=== КОРОТКОЕ ЗАДАНИЕ 1 ===
Какой индийский фильм упоминается в отрывке о стихах Круглова?
=== КОРОТКОЕ ЗАДАНИЕ 2 ===
Выведите без изменений фрагмент отрывка о стихах Круглова между словами «Во-первых, в ней» и «это сложный случай).» включительно.
=== КОРОТКОЕ ЗАДАНИЕ 3 ===
Продолжите отрывок о стихах Круглова после его последнего предложения.

=== ИСХОДНЫЙ ОТРЫВОК ===
Во-первых, в ней все живы. Совершенно все.

Моцарт, Ян Якуб Твардовский (уже не священник, не боец Армии Крайовой, но по-прежнему носит очки и нарушает, как хочет – его действия в стихотворении звучат почти как описание хулиганства в протоколе: «пускал зайчиков куда-то в стёкла третьего этажа / и кричал: „Господи! Выходи!“»), Шота Руставели, Михаил Гаспаров, Дитрих Бонхоффер, Винсент Ван Гог, Пушкин Александр Сергеевич (этот особенно), прохожая на улице, Георг Тракль, даже Маяковский, даже Ленин (хотя это сложный случай).

Да, и все перечисленные – и многие с ними, в диапазоне от «какого-то испуганного человека», шляющегося по скальным поверхностям сложного профиля, придерживая «кривовато сидящий / лавровый венок», до персонажей индийского фильма «Зита и Гита», радости советских детей поколения семидесятых – не снабжены разъяснениями, комментариями и примечаниями, потому что живые в них не нуждаются. Заняты. Живут. Все, включая смерть:

Никто не умирает в Петербурге:На невском парапете смерть сидит,Глядит в ничто, смолит окурок «Примы»,Какой там план, какая пятилетка,Какая смерть, да ну, какое что.

(Да, конечно, петербургское художество, петербургская речь – живы тоже, во всем объеме. Как же иначе?)

Всех их приходится опознавать, как мы узнаем людей на улице, а не как тяжелые, весомые лица в учебнике, со всеми соотноситься, как с соседями по общежитию. Каковыми они, собственно, и являются.

Имеются, конечно, исключения – и поэт, спрятавший «разбросанные части» ветхого Адама, чтобы грехопадение и всю историю человечества нельзя было откатить назад, сделать небывшими, на требование явиться с родителями ответит: «– А чо сразу с родителями… / Где я их вам… / Я вам чо – Николай Федоров?..» (Ибо именно Федоров и хотел собрать рассеянные молекулы и атомы, чтобы «сложить их в тела отцов».) Хотя сам ответ подразумевает, что Николай Федоров тоже присутствует где-то поблизости, и вот как раз он, к ужасу школьной администрации, вполне способен «прийти с родителями».

Все живы, и Круглов внятно (и с профессиональной убедительностью) проговаривает тот ракурс, ту точку зрения, с которой это – именно так.

=== ПРЕДСТАВЛЕННЫЕ ЗАПИСИ ===
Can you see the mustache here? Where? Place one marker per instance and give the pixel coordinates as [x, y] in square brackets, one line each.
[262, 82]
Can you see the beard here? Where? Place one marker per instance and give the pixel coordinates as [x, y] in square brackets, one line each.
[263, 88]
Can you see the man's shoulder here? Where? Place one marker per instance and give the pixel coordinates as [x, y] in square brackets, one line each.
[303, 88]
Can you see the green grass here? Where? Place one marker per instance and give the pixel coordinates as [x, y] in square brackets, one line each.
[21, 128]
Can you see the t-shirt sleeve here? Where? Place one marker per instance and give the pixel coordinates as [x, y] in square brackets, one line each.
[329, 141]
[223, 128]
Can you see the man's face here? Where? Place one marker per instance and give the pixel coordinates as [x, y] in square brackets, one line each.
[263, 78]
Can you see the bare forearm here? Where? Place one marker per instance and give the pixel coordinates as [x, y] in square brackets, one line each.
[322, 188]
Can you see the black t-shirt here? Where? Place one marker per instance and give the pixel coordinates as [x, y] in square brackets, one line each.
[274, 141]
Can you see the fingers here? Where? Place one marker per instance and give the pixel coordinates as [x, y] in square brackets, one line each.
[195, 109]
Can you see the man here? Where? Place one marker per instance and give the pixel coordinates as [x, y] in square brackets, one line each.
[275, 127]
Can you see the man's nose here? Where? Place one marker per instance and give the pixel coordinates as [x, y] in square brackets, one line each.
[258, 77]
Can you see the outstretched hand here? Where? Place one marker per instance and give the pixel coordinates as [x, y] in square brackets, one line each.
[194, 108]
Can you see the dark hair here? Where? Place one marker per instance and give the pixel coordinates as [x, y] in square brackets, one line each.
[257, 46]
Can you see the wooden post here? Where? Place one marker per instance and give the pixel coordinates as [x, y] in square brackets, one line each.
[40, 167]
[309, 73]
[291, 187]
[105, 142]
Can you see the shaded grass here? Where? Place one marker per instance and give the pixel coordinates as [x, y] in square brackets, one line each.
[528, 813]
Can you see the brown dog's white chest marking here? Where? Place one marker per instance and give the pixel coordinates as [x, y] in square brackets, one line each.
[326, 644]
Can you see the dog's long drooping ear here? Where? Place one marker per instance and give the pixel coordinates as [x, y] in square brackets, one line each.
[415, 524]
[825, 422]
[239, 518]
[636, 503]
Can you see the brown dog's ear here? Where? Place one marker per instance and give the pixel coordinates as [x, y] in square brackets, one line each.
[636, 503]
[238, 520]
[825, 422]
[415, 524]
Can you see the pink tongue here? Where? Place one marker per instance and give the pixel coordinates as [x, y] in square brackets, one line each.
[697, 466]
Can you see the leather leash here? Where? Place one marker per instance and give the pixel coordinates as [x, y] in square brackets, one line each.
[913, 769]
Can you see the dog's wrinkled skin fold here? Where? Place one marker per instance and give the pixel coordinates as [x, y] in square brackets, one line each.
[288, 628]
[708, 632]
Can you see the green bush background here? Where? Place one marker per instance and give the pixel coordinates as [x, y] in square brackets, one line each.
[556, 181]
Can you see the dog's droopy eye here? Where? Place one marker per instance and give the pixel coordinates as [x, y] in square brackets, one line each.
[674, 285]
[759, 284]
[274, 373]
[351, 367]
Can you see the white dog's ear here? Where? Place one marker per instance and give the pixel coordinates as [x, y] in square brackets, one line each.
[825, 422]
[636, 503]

=== ВЕРНЫЙ ОТВЕТ 1 ===
«Зита и Гита».

=== ВЕРНЫЙ ОТВЕТ 2 ===
Во-первых, в ней все живы. Совершенно все.

Моцарт, Ян Якуб Твардовский (уже не священник, не боец Армии Крайовой, но по-прежнему носит очки и нарушает, как хочет – его действия в стихотворении звучат почти как описание хулиганства в протоколе: «пускал зайчиков куда-то в стёкла третьего этажа / и кричал: „Господи! Выходи!“»), Шота Руставели, Михаил Гаспаров, Дитрих Бонхоффер, Винсент Ван Гог, Пушкин Александр Сергеевич (этот особенно), прохожая на улице, Георг Тракль, даже Маяковский, даже Ленин (хотя это сложный случай).

=== ВЕРНЫЙ ОТВЕТ 3 ===
Калитка не заперта, – входи, Мария.Листай этот сад, как медленную книгу.Когда весною сойдут сугробыИ подснежники откроют небу мохнатые очи,Исполненные водянистого света,Ты найдёшь всё, о чём горевала:Потерянный в детстве секретик, зарытый под кустом сирени,Дуэльный ржавый лепаж, давший кряду четыре осечки,Могилу Бродского на Васильевском острове.Медленная наша книга, которую Кто-ТоЗаложил до времени пальцем,Задумавшись над строчкой, нежно, царственно всматриваясьВ невыразимо наше Своё.

Во-вторых, поскольку всё живо, всё существует одновременно – совершенно не стесняясь того – и, соответственно, может встречаться в любых комбинациях. В любых, то есть в любых – и некий Иосиф «В этом своём университетском пиджачке, / В котором пачка „Парламента“ в правом кармане», принимающий те самые роды «среди снега, песка и звезды», здесь естественен, как и библеист Десницкий, не знающий, что ему делать с Вавилонским смешением (и смещением) языков, как вообще (и в священной истории), так и в текущей православной церковной практике… потому что это, вообще-то, одна и та же проблема.

Со стихосложением – и языком – в книге происходит то же самое. В ней царит торжествующая синестезия. Цвет описывается через глубину, музыка – через ощущение внутреннего разрыва, снег валится из сквозных прорех на небе как хармсовские старушки.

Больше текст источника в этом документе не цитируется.